WHAT IS NEEDED: Express as a numbered list the lines in the material below, starting with the line that contains "Note: pick out the guardrail" and running through the line that contains "column 66, row 159". Leave out any blank lines.

Dataset records on object locations

::::

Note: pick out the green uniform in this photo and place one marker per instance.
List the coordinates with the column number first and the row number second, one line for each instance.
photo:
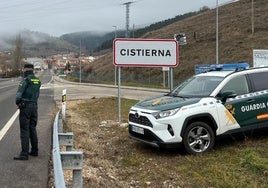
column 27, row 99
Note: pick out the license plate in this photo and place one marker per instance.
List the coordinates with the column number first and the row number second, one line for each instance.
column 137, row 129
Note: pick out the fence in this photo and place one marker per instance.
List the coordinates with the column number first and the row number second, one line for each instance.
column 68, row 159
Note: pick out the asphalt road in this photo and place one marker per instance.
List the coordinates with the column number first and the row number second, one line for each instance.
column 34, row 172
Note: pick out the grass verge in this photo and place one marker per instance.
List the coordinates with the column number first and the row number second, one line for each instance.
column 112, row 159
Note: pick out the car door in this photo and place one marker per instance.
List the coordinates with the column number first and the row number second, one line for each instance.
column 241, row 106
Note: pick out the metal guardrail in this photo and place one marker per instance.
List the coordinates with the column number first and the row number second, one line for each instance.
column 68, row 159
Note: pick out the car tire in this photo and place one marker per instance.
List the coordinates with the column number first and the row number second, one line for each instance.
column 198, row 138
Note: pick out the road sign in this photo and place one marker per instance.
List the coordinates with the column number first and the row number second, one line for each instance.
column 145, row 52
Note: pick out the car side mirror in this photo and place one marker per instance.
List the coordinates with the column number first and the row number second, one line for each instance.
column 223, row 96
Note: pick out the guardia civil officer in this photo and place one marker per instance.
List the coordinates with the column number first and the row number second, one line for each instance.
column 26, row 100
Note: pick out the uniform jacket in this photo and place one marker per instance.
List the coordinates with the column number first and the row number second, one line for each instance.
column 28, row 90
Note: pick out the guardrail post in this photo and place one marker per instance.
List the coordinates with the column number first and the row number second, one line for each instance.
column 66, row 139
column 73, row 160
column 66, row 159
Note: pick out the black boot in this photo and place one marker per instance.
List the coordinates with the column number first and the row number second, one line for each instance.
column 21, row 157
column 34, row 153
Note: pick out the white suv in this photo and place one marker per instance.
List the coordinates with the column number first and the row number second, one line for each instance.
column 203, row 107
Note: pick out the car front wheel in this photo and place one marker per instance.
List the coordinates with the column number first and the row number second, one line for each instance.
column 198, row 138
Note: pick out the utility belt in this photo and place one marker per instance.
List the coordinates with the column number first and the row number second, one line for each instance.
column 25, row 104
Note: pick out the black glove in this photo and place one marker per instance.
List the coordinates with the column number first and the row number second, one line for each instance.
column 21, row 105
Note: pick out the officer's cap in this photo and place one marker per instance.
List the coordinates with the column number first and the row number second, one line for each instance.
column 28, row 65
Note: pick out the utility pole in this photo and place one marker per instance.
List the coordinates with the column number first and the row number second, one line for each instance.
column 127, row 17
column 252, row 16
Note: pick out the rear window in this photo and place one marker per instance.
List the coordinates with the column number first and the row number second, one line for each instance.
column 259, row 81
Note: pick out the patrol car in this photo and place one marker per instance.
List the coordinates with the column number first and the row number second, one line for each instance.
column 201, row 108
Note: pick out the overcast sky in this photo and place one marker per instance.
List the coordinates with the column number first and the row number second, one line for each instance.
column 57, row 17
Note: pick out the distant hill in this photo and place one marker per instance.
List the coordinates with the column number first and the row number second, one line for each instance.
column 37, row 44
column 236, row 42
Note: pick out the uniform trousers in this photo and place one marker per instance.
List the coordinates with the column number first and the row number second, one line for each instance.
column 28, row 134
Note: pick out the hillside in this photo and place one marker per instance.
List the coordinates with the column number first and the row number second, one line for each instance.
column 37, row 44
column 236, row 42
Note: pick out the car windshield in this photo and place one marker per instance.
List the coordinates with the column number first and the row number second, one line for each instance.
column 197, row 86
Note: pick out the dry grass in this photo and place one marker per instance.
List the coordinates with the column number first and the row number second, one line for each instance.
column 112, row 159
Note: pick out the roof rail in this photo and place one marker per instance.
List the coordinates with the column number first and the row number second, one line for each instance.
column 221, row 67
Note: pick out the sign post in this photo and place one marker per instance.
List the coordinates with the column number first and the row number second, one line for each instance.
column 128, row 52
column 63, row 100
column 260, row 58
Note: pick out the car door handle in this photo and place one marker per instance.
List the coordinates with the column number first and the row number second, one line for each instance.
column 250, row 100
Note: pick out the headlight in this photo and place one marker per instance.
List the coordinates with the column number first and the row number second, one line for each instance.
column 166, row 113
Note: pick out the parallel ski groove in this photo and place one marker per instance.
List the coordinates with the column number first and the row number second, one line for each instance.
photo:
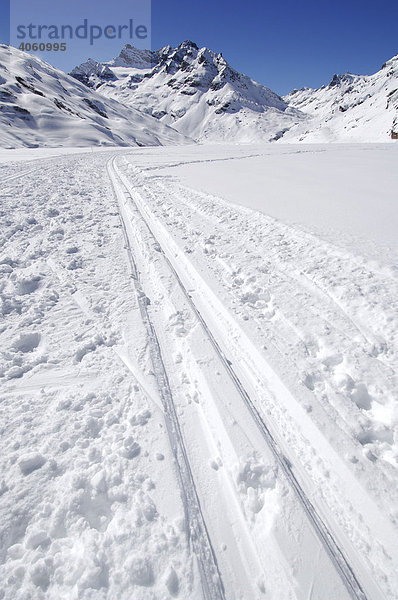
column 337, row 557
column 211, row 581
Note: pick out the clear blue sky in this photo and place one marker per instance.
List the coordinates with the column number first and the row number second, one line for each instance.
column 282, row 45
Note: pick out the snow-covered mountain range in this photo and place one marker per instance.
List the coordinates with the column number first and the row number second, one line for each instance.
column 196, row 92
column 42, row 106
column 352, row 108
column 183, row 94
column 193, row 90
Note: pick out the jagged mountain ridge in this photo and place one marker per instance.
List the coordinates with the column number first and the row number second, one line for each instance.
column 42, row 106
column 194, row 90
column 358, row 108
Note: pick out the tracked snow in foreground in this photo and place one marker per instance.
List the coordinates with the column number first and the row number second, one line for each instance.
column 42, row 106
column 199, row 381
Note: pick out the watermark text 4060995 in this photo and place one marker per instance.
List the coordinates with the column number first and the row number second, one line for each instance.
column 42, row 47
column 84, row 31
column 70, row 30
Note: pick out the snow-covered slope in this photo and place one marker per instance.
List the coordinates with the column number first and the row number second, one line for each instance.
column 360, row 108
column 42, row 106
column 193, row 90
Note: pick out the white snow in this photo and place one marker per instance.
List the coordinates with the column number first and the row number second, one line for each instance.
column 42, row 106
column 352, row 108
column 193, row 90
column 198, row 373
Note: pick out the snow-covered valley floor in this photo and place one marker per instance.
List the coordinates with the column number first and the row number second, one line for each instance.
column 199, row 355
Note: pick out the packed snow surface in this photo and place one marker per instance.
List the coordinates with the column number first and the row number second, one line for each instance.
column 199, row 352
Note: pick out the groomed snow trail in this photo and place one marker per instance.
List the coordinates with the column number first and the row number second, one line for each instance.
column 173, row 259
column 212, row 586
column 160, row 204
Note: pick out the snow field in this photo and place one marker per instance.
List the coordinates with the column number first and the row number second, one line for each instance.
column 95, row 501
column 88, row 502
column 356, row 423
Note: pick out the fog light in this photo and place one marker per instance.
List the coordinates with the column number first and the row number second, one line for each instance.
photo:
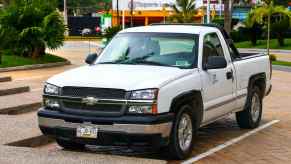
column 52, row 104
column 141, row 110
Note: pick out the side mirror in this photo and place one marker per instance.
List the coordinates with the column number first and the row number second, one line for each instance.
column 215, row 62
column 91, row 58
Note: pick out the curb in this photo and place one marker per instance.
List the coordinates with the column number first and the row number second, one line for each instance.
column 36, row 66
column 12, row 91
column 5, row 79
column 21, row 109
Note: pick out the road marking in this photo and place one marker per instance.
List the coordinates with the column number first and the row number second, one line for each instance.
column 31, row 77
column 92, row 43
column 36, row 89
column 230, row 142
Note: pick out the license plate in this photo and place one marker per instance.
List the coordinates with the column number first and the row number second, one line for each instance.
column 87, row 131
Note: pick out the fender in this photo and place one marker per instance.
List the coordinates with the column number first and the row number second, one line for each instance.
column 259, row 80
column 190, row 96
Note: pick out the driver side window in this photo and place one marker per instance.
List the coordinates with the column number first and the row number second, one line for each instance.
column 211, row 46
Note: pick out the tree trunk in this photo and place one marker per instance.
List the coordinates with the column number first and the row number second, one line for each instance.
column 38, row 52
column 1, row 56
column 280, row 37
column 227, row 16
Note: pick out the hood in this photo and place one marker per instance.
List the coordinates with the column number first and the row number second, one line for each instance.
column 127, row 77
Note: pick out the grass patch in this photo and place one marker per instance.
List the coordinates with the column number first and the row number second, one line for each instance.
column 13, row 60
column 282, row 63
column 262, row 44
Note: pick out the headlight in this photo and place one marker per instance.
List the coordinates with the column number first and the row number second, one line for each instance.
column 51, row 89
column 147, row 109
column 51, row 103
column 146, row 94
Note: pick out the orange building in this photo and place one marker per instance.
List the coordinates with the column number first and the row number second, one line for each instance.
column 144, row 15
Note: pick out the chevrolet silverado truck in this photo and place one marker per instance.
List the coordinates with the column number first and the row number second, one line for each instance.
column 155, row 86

::::

TASK RESULT:
1. Note: pick out the guardrail post in this photo and place one marker per instance.
2. List the coordinates with the column number first and the row number second, one line for each instance.
3. column 66, row 139
4. column 73, row 160
5. column 66, row 159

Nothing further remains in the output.